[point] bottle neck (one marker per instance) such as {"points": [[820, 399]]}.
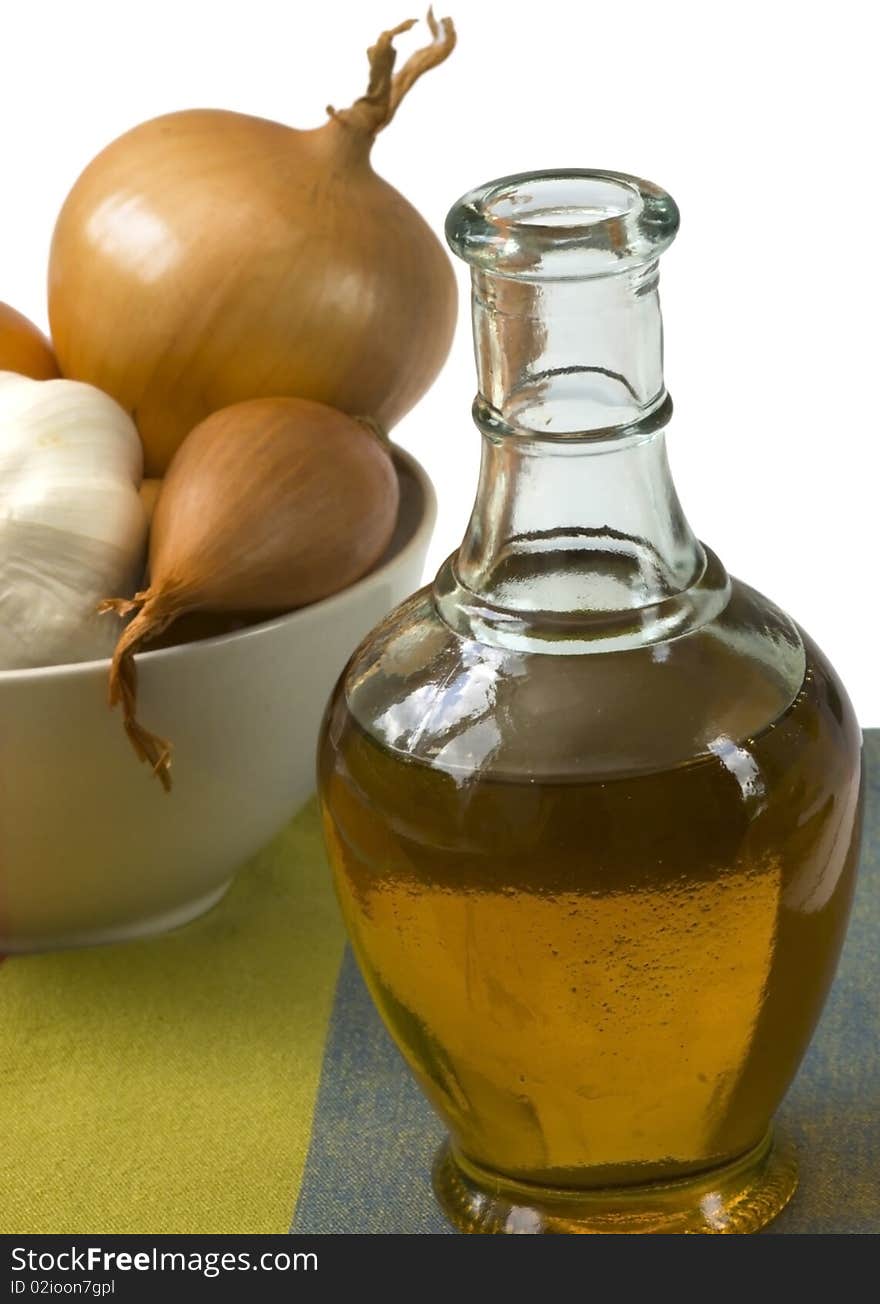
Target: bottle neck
{"points": [[576, 535]]}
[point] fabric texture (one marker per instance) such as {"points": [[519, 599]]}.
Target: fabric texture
{"points": [[226, 1075]]}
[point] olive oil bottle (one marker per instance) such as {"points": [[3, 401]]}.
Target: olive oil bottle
{"points": [[592, 806]]}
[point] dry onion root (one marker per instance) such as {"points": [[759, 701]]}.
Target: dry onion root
{"points": [[210, 257], [267, 505]]}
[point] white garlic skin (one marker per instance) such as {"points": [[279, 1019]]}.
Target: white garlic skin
{"points": [[72, 524]]}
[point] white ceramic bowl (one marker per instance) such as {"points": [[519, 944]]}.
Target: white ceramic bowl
{"points": [[91, 849]]}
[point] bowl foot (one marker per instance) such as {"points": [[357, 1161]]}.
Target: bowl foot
{"points": [[146, 927], [741, 1197]]}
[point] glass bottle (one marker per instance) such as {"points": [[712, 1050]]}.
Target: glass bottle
{"points": [[592, 805]]}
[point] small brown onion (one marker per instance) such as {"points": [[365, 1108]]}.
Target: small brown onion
{"points": [[267, 505]]}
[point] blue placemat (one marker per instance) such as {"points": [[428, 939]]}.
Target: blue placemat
{"points": [[373, 1135]]}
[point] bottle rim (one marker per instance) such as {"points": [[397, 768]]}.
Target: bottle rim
{"points": [[561, 224]]}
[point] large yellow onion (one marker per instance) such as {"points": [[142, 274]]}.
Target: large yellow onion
{"points": [[209, 257]]}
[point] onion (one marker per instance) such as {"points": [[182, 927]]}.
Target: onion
{"points": [[24, 348], [207, 257], [267, 505]]}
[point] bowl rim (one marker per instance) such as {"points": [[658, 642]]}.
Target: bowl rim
{"points": [[303, 614]]}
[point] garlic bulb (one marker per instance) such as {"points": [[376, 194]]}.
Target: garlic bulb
{"points": [[72, 524]]}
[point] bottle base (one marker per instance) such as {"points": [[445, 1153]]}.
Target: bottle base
{"points": [[739, 1197]]}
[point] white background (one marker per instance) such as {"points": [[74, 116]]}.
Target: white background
{"points": [[760, 119]]}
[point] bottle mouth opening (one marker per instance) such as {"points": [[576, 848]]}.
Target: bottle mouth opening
{"points": [[562, 224]]}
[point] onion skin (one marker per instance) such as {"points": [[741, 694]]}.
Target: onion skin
{"points": [[266, 506], [149, 494], [209, 257], [24, 348]]}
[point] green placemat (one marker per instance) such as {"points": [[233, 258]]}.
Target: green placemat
{"points": [[374, 1136], [234, 1076]]}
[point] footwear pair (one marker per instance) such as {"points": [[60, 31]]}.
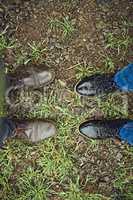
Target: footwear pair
{"points": [[98, 84]]}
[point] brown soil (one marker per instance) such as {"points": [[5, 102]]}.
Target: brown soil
{"points": [[29, 21]]}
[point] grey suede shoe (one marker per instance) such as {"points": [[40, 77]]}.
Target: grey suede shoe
{"points": [[40, 79], [35, 131], [35, 81], [30, 131]]}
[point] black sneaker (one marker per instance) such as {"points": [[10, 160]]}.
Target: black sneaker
{"points": [[97, 84], [96, 129]]}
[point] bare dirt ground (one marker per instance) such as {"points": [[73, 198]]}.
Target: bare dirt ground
{"points": [[99, 165]]}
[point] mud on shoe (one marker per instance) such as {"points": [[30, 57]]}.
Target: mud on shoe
{"points": [[97, 84], [35, 81], [120, 128], [35, 131], [30, 131]]}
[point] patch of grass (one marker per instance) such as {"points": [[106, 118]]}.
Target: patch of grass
{"points": [[119, 43], [5, 44], [123, 181], [111, 105], [35, 53], [65, 25]]}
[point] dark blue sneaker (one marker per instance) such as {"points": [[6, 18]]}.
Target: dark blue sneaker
{"points": [[99, 84], [96, 129]]}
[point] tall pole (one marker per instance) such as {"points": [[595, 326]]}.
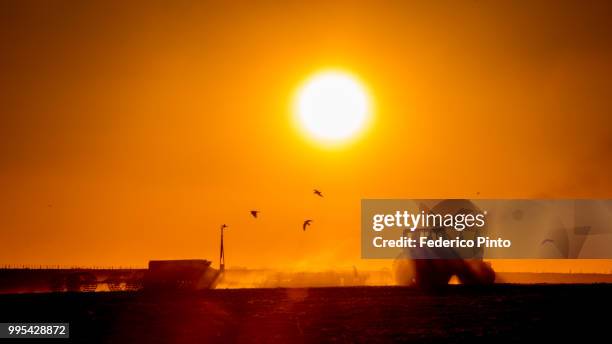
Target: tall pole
{"points": [[222, 252]]}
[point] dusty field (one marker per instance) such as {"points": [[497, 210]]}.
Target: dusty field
{"points": [[359, 314]]}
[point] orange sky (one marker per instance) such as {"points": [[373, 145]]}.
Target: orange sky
{"points": [[131, 132]]}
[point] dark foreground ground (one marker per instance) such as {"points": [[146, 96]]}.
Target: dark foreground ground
{"points": [[500, 313]]}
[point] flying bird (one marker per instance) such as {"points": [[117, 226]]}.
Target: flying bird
{"points": [[306, 224]]}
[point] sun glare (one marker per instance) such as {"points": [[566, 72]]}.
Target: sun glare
{"points": [[332, 107]]}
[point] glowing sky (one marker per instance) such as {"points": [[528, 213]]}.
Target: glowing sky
{"points": [[130, 132]]}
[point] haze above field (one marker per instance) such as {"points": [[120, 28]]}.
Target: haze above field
{"points": [[130, 132]]}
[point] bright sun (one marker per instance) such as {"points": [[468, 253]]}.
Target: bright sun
{"points": [[332, 106]]}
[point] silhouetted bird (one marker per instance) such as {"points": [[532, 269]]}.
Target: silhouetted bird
{"points": [[306, 224]]}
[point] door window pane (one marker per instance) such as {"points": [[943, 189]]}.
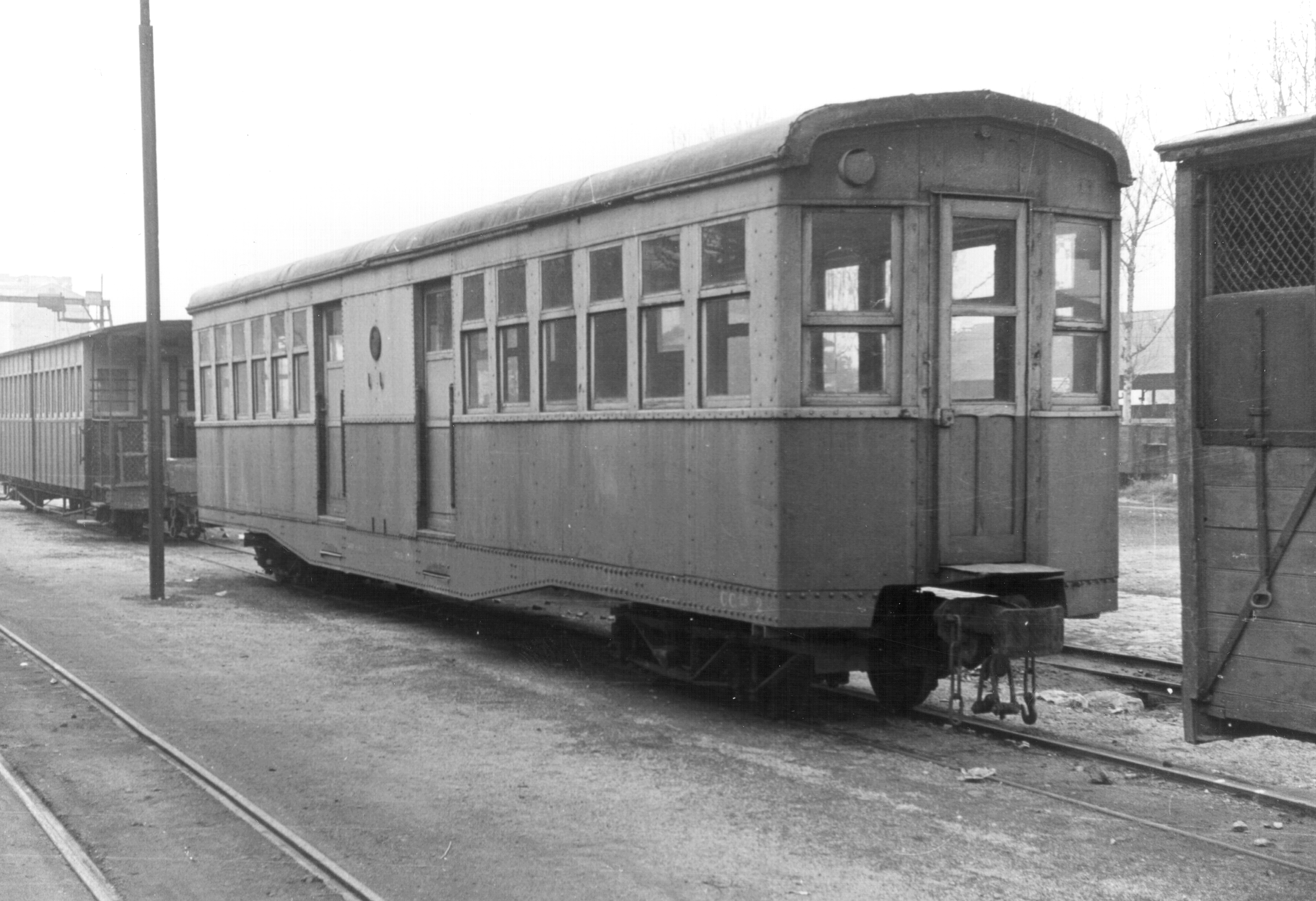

=-=-=

• **TASK PROMPT**:
Show every line of the records that contains the string "bright", treating uppercase and lowercase letters as distinct.

• **SOLUTION TO THIS TASK**:
[point] bright sun (one marker per instance) such as {"points": [[468, 253]]}.
Target: bright sun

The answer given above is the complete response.